Task objective
Retype each entry below, keeping every character the same.

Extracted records
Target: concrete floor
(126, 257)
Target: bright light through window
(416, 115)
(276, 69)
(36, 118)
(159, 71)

Written solution
Target: concrete floor
(126, 257)
Target: bright light through window
(416, 115)
(276, 69)
(36, 118)
(159, 71)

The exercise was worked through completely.